== Document excerpt ==
In my opinion the key things it does:
- Social Capital via Paul Graham – how he teaches founders and the hacker culture he has built provides entrepreneurs with access to the very best social capital that exists for anyone starting a technology based company.
- Peer mentorship – the structure of the 12 weeks enables peers to hold each other accountable. This competition amongst comrades is powerful as it turns around the human nature of playing to our own strengths and pushes founders to “keep up with the Jones’s.”
- Hungry founders – funding is minimal. After a bit of a bump it has since been decreased and I would bet if you look at the successes out of YC the biggest ones started off with the least amount of financial resources.
There is some striking similarity to what YC does and the thinking/observations behind the Goldmine Effect by Rasmus Ankerson (watch it, it is interesting). The basic point is that if you can find the talent that has the potential vs the talent that already been refined you will get a better result. Money and facilities do not make a difference, identifying underdeveloped talent does. I think there are three core factors that go into determining the quality of a given program.
- Where is the program located? Are there companies in the immediate area just a stage or two ahead that can help you grow?

== Problems to solve ==
A. Transcribe the passage about Y Combinator, everything from "In my opinion" down to "technology based company.".
B. Pick up the passage about Y Combinator at its last line and carry it forward.

== Record excerpts ==
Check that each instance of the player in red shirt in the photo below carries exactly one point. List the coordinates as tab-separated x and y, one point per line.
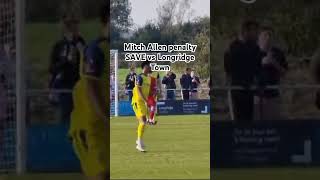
152	102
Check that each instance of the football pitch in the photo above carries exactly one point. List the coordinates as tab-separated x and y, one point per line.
221	174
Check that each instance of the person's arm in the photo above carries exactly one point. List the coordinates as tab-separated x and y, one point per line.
139	85
182	81
97	97
197	80
173	76
281	64
164	80
127	80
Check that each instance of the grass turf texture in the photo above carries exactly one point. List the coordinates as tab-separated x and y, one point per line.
178	147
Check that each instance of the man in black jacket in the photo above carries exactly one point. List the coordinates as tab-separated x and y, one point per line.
64	65
186	82
170	84
130	79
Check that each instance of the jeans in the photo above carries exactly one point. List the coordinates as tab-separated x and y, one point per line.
185	94
65	106
171	95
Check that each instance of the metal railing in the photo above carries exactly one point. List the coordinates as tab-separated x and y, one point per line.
297	101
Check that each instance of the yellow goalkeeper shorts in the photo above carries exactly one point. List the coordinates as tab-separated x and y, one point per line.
140	109
91	147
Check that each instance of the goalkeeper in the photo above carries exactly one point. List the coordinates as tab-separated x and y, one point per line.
89	128
152	99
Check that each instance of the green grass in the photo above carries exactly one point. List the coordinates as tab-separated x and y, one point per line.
220	174
267	174
178	147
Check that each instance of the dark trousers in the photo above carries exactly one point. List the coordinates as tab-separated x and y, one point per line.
171	95
243	105
185	94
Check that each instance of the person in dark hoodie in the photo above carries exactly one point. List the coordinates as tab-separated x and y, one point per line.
243	64
64	65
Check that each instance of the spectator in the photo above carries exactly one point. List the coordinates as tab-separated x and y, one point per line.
243	61
130	82
316	75
64	65
169	82
274	66
185	82
195	82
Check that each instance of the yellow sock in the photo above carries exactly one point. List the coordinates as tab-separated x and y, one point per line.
140	130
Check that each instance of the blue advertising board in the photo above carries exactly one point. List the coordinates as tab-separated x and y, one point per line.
270	143
180	107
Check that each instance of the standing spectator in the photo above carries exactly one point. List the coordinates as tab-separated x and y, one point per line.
130	79
185	82
243	59
169	82
195	82
274	66
64	65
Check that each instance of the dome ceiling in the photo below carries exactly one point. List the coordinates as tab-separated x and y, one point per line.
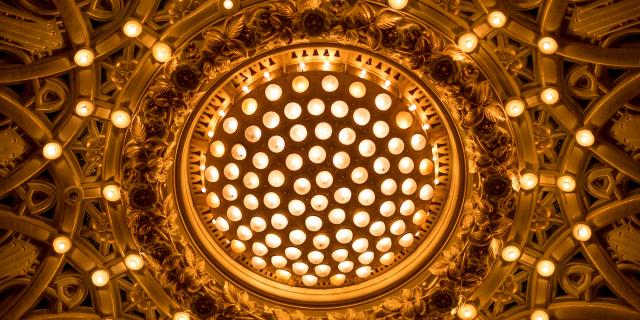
337	160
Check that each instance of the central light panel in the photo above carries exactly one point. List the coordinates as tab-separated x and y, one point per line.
318	179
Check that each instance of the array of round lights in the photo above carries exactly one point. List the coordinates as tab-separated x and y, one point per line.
319	179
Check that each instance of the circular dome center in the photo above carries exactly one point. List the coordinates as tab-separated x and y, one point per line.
319	179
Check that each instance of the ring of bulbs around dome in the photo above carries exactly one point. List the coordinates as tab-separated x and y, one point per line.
320	179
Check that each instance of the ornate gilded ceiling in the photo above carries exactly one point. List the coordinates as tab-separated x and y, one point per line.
319	159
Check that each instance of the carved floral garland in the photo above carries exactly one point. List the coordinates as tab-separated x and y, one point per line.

== Task responses ==
A.
In my opinion the key things it does:
- Social Capital via Paul Graham – how he teaches founders and the hacker culture he has built provides entrepreneurs with access to the very best social capital that exists for anyone starting a technology based company.

B.
- Who is backing the program and what did they invest to make it happen? Do they get involved in the companies they invest in or do they “spray and pray” with their investment?
- What type of companies have been successful in the accelerator in the past? Who gets funding afterwards? Are the B2B or B2C, SaaS or something else, etc.
What is less important:
- Demo Day: The rock show nature of Demo Days is not a good environment for investors but you need to take advantage of the intros and the social capital on offer to build those connects yourself.
- Money: Funding amounts from the accelerator should not influence your decision to go there. Good companies will get funding, build a good company and spend as little as possible doing it.
- Mentor walls: In Canada there is a relatively small pool of people with both time and capital but there are a lot of people that can help you move the needle in different ways.
Right away some might say that the above “less important” items are what builds momentum and if you look at the YC companies momentum being 3x that of TechStars then how can I say that is less important? These things have the greatest effect after the startup object is already in motion, in my opinion. The less important items are used all too often as *the* way to get the startup object moving.
A simple score card to find out who’s best for you
If a score card was set up to measure a program it should look something like this:
- The program is located near companies that I am interested in working with
- 1 – none that I know of
- 3 – some interesting founders
- 5 – who we would exit to and/our would like on our advisory board are within walking distance
- Investors in successful companies that have been in the program are
- 1 – Not involved in investments
- 3 – one of 12 investors in the companies that graduate
- 5 – take a board seat and/or a significant position in the financing round following completion of the program.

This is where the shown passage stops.